What to produce:
List every line of the listing below that contains the word "positive".

Segmentation mask listing:
= = =

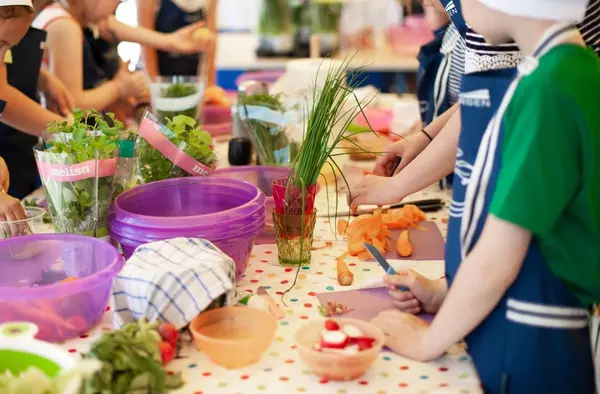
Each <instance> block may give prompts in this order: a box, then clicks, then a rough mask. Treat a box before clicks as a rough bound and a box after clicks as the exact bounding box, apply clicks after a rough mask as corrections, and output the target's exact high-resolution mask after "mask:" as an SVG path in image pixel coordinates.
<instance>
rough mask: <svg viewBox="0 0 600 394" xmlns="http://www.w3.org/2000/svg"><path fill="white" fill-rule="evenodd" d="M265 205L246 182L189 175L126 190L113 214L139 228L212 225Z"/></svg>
mask: <svg viewBox="0 0 600 394" xmlns="http://www.w3.org/2000/svg"><path fill="white" fill-rule="evenodd" d="M264 204H265V195H264V194H263V193H262V192H261V191H260V190H258V188H257V187H256V186H254V185H251V184H249V183H247V182H243V181H239V180H236V179H223V178H216V177H189V178H177V179H168V180H164V181H159V182H153V183H148V184H146V185H141V186H138V187H135V188H133V189H130V190H127V191H126V192H124V193H122V194H121V195H119V197H117V199H116V200H115V203H114V204H113V215H114V220H116V221H119V222H121V223H123V224H127V225H132V226H136V227H139V228H142V229H152V228H157V229H162V230H164V229H181V228H186V227H206V228H214V227H215V226H220V225H222V224H223V223H231V222H237V221H239V220H243V219H244V218H245V217H246V216H248V215H251V214H253V213H254V212H256V210H257V209H258V208H260V207H262V206H263V205H264Z"/></svg>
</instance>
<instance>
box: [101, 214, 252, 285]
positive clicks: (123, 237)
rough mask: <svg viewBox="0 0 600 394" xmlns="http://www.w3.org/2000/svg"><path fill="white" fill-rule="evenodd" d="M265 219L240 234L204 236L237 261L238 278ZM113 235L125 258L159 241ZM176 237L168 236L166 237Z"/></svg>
mask: <svg viewBox="0 0 600 394" xmlns="http://www.w3.org/2000/svg"><path fill="white" fill-rule="evenodd" d="M263 221H264V220H261V221H260V222H259V223H257V224H255V225H254V226H252V228H249V229H248V230H247V232H245V233H240V234H238V235H229V234H228V235H226V236H222V237H220V238H218V237H215V238H212V237H204V238H205V239H207V240H208V241H210V242H212V243H213V244H214V245H215V246H216V247H218V248H219V249H221V251H222V252H223V253H225V254H226V255H228V256H229V257H231V258H232V259H233V261H234V262H235V273H236V280H240V279H241V278H242V275H243V274H244V272H246V268H247V267H248V262H249V261H250V253H251V252H252V247H253V246H254V239H255V238H256V236H257V235H259V234H261V233H262V231H263V227H264V226H263ZM111 237H112V238H113V239H114V240H116V241H118V242H119V244H120V245H121V249H122V250H123V254H124V255H125V258H127V259H128V258H130V257H131V256H132V255H133V253H134V252H135V249H136V248H137V247H138V246H140V245H143V244H145V243H148V242H153V241H158V240H146V241H143V240H140V239H130V238H126V237H123V236H120V235H119V234H116V233H113V232H111ZM169 238H174V237H167V238H165V239H169ZM198 238H200V237H198Z"/></svg>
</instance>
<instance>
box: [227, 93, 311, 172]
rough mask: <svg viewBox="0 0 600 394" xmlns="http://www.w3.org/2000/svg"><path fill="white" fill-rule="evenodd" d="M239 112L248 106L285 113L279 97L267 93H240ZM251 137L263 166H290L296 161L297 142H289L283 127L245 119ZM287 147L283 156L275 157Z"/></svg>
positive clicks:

= = =

Response:
positive clicks: (123, 237)
positive clicks:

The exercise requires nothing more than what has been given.